→ Task directions
Reproduce the full listing that appears beneath this instruction exactly.

===

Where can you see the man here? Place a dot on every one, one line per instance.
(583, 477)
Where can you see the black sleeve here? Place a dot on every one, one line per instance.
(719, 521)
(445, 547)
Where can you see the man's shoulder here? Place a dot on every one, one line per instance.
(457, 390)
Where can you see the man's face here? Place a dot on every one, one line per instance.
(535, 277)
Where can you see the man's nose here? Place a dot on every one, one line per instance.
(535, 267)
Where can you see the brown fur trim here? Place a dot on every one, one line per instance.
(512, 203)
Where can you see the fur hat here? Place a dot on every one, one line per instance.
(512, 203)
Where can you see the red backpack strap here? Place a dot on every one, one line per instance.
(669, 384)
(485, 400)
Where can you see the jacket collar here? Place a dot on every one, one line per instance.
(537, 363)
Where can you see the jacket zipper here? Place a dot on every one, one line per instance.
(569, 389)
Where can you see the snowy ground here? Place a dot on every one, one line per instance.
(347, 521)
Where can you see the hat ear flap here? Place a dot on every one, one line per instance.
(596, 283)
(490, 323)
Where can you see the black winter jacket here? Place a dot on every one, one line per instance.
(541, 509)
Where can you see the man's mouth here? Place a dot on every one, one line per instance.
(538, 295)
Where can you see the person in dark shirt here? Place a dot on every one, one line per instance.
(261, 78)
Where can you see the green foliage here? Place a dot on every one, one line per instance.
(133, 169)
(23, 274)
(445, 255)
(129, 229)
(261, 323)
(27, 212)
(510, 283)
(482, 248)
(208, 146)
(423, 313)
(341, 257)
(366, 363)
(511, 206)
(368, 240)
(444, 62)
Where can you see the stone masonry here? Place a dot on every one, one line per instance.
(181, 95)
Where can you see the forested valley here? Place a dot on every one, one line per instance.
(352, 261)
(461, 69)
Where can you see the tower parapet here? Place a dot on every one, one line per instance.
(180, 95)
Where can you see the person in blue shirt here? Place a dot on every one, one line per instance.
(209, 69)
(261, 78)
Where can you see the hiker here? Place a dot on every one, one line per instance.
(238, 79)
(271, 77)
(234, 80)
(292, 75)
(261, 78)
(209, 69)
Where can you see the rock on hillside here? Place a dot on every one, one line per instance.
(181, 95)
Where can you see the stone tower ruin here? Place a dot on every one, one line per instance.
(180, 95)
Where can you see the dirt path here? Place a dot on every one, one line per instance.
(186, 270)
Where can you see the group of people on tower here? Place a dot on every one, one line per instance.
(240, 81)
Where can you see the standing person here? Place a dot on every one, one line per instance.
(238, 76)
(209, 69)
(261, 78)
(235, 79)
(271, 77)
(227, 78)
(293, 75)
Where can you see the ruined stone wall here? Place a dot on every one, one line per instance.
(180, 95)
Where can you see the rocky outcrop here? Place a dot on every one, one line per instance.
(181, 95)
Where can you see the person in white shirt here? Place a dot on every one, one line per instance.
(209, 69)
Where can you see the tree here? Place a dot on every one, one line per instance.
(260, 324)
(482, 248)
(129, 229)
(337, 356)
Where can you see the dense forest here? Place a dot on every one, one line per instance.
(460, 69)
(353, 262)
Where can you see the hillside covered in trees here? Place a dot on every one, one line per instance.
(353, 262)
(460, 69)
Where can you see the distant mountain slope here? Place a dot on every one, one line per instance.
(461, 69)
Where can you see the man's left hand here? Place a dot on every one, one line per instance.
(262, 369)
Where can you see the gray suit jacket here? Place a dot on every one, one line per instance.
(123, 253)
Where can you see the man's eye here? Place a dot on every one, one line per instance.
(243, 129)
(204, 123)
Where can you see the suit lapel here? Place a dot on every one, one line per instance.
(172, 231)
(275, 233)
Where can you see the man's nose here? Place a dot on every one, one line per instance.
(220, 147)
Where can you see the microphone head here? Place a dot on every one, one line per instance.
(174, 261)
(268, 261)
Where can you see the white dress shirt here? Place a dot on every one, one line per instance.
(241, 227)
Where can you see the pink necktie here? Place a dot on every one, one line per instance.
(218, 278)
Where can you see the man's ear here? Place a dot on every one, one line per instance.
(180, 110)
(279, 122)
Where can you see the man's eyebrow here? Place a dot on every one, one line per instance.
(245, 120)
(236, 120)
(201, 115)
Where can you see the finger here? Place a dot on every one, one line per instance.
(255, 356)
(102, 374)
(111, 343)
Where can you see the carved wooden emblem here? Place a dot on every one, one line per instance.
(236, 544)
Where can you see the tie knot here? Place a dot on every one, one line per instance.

===

→ Answer
Where can you see the man here? Place a dot on every one, one line per instance.
(583, 477)
Where can you see the black sleeve here? Place a dot on every one, one line per instance.
(719, 521)
(445, 547)
Where can you see the man's shoulder here? Place a dot on every one, one line per instance.
(457, 390)
Where can you see the man's face here? Place a dot on every one, one line per instance.
(535, 277)
Where can you see the man's nose here? Place a dot on every one, one line per instance.
(535, 267)
Where can you see the brown fur trim here? Place a dot on every one, one line per instance.
(512, 203)
Where can you see the fur hat here? Place a dot on every one, one line per instance.
(512, 203)
Where can you see the red backpack strap here? Place a dot on every one, one line per instance.
(669, 384)
(485, 400)
Where can you see the jacket collar here? Place a dot on every one, one line per instance.
(537, 363)
Where can you see the jacket zipper here? Place a dot on every one, one line per instance.
(569, 389)
Where can you see the snowy ground here? Place a dot on every one, one line per instance.
(347, 521)
Where can you see the hat ear flap here? Place a dot on every one, one line per instance.
(596, 283)
(490, 323)
Where can you see the black winter jacket here? Place a dot on every one, one line per instance.
(541, 509)
Where can you see the man's mouth here? Place a dot on every one, one line per instance.
(538, 295)
Where can you see the person in dark shirt here? Place a dot on every one, one line per instance.
(261, 78)
Where can you see the green foliage here? Place a dot on every one, one line per instance.
(133, 169)
(23, 274)
(445, 255)
(129, 229)
(261, 323)
(27, 212)
(510, 283)
(482, 248)
(208, 146)
(423, 313)
(341, 257)
(366, 363)
(511, 206)
(368, 240)
(444, 62)
Where can you see the stone masonry here? Place a dot on every one, one line per instance.
(181, 95)
Where can you see the forested valley here? Place a dot on every one, one line per instance.
(352, 261)
(461, 69)
Where can you see the tower parapet here? Place a dot on every one, one line per instance.
(180, 95)
Where can you see the person in blue shirt here? Place a dot on every one, one line per instance.
(209, 69)
(261, 78)
Where can you see the hiker here? Place a dot on every one, one line per instance.
(238, 79)
(271, 77)
(234, 80)
(292, 75)
(261, 78)
(209, 69)
Where can you see the rock on hillside here? Place a dot on every one, one line per instance.
(181, 95)
Where can you see the stone tower ruin here? Place a dot on every one, one line per instance.
(180, 95)
Where can you see the dirt path here? Place a dot on every one, one line per instance.
(186, 270)
Where can you see the group of people on tower here? Place a dot on every one, one line per instance.
(240, 81)
Where can you see the standing person here? Place a dot on every one, one line per instance.
(238, 76)
(209, 69)
(261, 78)
(235, 79)
(271, 77)
(227, 78)
(293, 75)
Where can you see the ruined stone wall here? Place a dot on every one, one line per instance.
(180, 95)
Where can you see the rocky outcrop here? Place a dot on every one, one line per instance.
(181, 95)
Where can you see the person in white shirt here? Place a dot on every one, one line per instance.
(209, 69)
Where can you see the tree here? Place a dot on every one, one line per instance.
(260, 324)
(482, 248)
(129, 229)
(337, 356)
Where can you see the dense forest here? Place a dot on every one, one line per instance.
(460, 69)
(353, 262)
Where can you see the hillside covered in trees here? Place a dot on every one, one line per instance.
(353, 262)
(460, 69)
Where can you see the distant mountain slope here? Place a dot on every one, one line per instance.
(461, 69)
Where can you see the man's left hand here? Place a dot on every one, one line per instance.
(262, 369)
Where can you see the gray suit jacket here? Place a dot on every one, one line per instance.
(123, 253)
Where can you see the man's eye here? Place a dot on every one, one line per instance.
(243, 129)
(204, 123)
Where can you see the suit lapel here? Place a dot on every one, one line per instance.
(172, 231)
(275, 233)
Where can you see the man's nose here? Place a dot on every one, one line per instance.
(220, 147)
Where can you see the microphone head here? Place a dot on every one, one line per instance.
(174, 261)
(268, 261)
Where can you see the white dress shirt here? Place a dot on every one, one line per instance.
(241, 227)
Where can you see the pink necktie here? Place a dot on every one, one line per instance.
(218, 278)
Where can you see the man's ear here? Place a dot on every one, one line per instance.
(180, 110)
(279, 122)
Where can you see the man's eyebrow here? Place a dot on every one, one line per instance.
(245, 120)
(236, 120)
(201, 115)
Where can you see the finger here? Place a dot on every one, one line per instance.
(255, 356)
(102, 374)
(111, 343)
Where can you see the carved wooden emblem here? Place a dot on every one, one line per instance.
(236, 544)
Where can you see the tie knot here? Place a dot on every one, one line per instance.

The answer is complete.